(Data items)
------

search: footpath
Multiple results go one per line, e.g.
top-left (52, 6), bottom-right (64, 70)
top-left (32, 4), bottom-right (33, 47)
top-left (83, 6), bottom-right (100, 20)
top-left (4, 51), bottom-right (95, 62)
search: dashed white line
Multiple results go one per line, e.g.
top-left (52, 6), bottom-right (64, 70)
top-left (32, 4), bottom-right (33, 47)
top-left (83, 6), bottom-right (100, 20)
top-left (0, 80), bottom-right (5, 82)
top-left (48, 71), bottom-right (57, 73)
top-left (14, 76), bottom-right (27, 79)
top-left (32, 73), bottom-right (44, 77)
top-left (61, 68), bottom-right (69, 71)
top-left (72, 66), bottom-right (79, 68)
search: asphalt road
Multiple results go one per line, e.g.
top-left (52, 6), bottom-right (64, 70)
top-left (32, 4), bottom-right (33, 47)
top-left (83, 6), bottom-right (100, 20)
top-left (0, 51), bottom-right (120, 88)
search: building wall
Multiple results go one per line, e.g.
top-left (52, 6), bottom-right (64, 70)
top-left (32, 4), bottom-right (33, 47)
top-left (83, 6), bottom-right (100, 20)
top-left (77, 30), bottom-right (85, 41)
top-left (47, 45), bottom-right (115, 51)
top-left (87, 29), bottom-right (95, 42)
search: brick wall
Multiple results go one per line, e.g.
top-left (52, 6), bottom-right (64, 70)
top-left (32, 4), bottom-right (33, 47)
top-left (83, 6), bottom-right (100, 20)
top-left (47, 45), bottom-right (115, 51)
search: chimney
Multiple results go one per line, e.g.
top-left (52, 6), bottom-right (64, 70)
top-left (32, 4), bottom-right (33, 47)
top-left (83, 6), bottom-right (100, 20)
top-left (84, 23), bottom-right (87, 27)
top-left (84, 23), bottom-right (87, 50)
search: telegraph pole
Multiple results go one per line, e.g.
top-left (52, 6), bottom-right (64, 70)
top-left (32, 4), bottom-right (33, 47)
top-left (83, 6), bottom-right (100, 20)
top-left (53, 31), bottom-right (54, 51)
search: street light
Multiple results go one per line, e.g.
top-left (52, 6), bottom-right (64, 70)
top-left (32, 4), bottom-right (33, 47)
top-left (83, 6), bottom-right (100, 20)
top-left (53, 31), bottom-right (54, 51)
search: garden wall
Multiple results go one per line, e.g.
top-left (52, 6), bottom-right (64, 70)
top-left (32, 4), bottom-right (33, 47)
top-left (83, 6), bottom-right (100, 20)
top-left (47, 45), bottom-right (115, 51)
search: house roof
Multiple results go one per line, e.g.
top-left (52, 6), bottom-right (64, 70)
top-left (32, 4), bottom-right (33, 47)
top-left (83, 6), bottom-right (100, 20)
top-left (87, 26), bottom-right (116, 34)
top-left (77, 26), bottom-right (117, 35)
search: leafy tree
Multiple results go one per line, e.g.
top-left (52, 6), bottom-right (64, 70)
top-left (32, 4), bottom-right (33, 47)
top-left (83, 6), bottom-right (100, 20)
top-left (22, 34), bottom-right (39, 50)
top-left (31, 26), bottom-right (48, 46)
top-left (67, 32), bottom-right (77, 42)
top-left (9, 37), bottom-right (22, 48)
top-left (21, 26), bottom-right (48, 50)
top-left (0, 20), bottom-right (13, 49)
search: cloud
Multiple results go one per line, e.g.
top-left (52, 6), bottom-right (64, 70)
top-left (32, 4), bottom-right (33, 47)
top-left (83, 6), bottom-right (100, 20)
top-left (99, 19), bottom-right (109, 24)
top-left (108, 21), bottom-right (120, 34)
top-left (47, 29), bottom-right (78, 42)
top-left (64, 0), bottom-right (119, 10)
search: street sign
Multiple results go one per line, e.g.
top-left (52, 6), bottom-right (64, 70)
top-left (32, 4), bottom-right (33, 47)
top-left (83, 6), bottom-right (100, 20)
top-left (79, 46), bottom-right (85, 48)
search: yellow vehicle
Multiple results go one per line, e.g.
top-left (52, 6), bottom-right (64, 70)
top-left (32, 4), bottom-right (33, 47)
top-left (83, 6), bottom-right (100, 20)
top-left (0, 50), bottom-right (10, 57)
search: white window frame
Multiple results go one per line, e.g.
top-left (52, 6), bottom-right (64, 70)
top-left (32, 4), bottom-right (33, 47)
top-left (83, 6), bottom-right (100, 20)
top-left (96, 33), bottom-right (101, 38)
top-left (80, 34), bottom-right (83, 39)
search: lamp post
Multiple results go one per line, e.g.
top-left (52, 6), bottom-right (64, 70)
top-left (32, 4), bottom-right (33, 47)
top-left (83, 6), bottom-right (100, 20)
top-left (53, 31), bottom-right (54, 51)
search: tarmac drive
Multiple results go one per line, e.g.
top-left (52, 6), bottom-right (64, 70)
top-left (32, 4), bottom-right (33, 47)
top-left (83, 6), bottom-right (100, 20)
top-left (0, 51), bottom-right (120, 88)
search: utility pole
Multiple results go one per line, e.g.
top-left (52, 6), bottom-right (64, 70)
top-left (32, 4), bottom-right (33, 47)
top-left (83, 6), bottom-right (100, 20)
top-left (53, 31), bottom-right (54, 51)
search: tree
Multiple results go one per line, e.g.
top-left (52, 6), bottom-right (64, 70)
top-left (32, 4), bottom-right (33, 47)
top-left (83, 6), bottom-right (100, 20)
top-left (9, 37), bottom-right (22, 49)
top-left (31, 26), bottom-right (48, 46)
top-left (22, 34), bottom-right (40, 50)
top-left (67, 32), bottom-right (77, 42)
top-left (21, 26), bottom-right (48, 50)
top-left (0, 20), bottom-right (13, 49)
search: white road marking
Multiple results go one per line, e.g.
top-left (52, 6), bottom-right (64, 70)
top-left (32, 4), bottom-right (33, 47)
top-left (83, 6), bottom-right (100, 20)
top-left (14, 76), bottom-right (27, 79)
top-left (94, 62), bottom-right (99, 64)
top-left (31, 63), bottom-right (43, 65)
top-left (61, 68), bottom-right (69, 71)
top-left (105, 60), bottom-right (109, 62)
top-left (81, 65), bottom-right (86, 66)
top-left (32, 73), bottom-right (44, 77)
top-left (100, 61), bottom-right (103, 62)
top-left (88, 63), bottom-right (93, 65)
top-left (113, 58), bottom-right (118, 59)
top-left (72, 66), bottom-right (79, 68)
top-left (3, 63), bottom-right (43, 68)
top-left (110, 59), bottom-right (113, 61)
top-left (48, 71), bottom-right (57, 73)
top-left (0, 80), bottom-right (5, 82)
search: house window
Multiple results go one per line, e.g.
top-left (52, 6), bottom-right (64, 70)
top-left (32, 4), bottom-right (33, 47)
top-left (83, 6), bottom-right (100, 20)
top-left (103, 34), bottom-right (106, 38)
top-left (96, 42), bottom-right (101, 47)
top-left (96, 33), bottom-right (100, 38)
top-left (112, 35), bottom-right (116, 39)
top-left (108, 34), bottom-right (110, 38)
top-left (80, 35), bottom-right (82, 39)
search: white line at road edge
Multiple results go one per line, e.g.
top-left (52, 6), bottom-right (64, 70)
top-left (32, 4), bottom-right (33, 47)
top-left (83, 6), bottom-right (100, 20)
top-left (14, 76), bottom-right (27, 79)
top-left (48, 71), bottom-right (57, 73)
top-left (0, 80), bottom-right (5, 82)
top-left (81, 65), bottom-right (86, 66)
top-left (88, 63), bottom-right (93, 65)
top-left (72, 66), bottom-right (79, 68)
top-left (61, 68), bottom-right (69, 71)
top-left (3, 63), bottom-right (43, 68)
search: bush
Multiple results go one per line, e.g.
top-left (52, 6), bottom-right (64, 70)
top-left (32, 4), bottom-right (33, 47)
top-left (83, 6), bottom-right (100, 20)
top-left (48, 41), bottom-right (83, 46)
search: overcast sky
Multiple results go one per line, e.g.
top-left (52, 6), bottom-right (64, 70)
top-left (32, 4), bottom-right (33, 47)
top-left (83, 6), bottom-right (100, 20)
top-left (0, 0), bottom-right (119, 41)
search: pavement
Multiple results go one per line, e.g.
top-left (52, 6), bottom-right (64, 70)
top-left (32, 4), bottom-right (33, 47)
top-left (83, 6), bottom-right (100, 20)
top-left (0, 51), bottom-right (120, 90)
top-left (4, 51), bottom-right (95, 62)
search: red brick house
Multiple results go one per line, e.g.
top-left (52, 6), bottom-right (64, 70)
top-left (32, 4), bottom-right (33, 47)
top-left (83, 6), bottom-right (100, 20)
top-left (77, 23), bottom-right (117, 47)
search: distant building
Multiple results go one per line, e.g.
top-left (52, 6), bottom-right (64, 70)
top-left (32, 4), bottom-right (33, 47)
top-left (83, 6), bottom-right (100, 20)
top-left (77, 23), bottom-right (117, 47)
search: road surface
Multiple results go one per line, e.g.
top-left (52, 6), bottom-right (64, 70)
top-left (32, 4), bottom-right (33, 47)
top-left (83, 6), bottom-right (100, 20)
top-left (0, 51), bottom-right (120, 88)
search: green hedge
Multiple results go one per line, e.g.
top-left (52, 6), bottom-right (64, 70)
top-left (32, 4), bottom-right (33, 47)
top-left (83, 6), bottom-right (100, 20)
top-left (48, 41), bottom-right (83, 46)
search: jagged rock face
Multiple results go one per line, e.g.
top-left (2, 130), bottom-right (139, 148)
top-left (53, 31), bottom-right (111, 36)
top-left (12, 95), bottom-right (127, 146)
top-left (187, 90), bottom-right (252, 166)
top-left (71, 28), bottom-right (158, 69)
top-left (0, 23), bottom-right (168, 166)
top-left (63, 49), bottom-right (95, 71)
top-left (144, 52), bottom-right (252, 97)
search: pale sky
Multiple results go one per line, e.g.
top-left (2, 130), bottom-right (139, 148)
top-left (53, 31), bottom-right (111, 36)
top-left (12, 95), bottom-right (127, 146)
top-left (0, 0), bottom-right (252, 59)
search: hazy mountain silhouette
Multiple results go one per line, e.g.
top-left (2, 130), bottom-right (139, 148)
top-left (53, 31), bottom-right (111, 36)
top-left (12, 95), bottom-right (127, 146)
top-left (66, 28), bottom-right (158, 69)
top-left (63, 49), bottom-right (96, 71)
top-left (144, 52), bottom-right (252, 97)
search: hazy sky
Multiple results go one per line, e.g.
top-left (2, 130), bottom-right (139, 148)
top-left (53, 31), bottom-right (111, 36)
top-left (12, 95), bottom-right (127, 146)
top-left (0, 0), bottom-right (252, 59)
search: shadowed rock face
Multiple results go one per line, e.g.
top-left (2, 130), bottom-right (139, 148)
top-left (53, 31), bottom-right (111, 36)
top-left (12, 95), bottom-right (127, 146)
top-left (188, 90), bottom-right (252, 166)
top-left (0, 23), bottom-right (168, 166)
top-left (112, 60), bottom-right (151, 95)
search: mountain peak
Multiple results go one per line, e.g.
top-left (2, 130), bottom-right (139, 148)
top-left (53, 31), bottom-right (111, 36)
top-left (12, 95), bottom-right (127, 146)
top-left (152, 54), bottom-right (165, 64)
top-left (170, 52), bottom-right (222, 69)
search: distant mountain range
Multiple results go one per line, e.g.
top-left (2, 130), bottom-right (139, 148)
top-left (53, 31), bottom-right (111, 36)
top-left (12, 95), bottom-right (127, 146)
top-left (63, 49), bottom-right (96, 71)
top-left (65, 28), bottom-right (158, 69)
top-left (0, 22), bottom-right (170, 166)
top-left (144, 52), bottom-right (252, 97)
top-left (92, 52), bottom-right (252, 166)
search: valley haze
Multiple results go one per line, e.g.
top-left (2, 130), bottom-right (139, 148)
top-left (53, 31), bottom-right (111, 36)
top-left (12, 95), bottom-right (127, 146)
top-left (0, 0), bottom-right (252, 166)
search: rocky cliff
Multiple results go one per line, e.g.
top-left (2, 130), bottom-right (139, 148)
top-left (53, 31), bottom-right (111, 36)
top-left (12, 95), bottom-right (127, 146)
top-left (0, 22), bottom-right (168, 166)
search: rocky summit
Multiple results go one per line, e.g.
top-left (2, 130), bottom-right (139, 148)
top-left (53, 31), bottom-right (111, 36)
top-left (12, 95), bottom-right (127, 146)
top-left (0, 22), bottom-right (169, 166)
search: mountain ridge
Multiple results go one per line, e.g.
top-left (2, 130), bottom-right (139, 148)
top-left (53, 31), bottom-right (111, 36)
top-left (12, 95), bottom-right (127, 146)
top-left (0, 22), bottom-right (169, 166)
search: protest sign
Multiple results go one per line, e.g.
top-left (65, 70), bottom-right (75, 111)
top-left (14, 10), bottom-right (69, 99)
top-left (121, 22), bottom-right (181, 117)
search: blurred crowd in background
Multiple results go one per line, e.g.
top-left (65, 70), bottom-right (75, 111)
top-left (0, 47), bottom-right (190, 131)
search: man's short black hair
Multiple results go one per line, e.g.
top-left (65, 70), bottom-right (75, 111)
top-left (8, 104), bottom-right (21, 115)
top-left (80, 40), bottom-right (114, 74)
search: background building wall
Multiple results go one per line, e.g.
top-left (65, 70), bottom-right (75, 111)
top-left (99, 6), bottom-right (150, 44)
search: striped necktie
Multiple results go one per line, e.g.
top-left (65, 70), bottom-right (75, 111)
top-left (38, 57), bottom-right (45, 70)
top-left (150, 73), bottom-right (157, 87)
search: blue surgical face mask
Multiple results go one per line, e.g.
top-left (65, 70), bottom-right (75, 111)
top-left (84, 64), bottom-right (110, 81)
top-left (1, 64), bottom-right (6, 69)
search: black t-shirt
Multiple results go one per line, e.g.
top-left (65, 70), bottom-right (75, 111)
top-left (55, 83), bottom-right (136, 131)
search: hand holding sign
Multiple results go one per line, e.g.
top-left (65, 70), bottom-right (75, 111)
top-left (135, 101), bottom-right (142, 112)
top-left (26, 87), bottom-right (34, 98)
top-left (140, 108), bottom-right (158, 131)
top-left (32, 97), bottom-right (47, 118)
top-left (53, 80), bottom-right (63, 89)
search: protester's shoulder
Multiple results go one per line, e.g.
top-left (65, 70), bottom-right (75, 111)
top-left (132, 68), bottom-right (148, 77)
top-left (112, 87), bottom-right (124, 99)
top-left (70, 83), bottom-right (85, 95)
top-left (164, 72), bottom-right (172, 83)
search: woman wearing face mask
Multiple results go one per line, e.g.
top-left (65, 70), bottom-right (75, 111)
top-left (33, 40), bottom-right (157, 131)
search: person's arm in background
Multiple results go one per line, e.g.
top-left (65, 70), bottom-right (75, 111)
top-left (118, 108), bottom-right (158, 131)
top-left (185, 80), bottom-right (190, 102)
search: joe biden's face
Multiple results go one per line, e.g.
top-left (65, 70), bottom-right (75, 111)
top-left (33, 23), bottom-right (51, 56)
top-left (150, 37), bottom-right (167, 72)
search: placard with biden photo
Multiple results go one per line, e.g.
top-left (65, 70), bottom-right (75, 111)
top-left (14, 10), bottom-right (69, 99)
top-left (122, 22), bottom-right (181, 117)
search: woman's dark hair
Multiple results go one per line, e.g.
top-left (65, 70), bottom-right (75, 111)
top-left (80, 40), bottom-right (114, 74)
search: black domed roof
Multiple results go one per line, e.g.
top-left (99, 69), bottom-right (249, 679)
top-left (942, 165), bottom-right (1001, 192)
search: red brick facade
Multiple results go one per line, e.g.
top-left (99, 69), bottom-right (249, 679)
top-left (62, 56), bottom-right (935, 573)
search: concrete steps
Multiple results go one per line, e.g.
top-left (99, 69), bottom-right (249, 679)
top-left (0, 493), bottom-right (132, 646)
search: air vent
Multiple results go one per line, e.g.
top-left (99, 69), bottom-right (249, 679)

------

**SHORT TASK:**
Give the stretch of the material from the line containing "search: background building wall" through the line containing "top-left (53, 80), bottom-right (63, 89)", both included, as a JSON list of strings with one string per line and blank lines omitted.

**FULL ANSWER:**
[
  "search: background building wall",
  "Multiple results go one per line, e.g.",
  "top-left (65, 70), bottom-right (75, 111)",
  "top-left (99, 6), bottom-right (150, 44)",
  "search: striped necktie",
  "Multiple results go one per line, e.g.",
  "top-left (65, 70), bottom-right (75, 111)",
  "top-left (38, 57), bottom-right (45, 70)",
  "top-left (150, 73), bottom-right (157, 87)",
  "search: blue surgical face mask",
  "Multiple results go one per line, e.g.",
  "top-left (65, 70), bottom-right (75, 111)",
  "top-left (84, 64), bottom-right (110, 81)",
  "top-left (1, 64), bottom-right (6, 69)",
  "search: black t-shirt",
  "Multiple results go one per line, e.g.",
  "top-left (65, 70), bottom-right (75, 111)",
  "top-left (55, 83), bottom-right (136, 131)",
  "search: hand holding sign",
  "Multiple results go one per line, e.g.",
  "top-left (65, 70), bottom-right (75, 111)",
  "top-left (135, 101), bottom-right (142, 112)",
  "top-left (26, 87), bottom-right (34, 98)",
  "top-left (140, 108), bottom-right (158, 131)",
  "top-left (32, 97), bottom-right (47, 118)",
  "top-left (53, 80), bottom-right (63, 89)"
]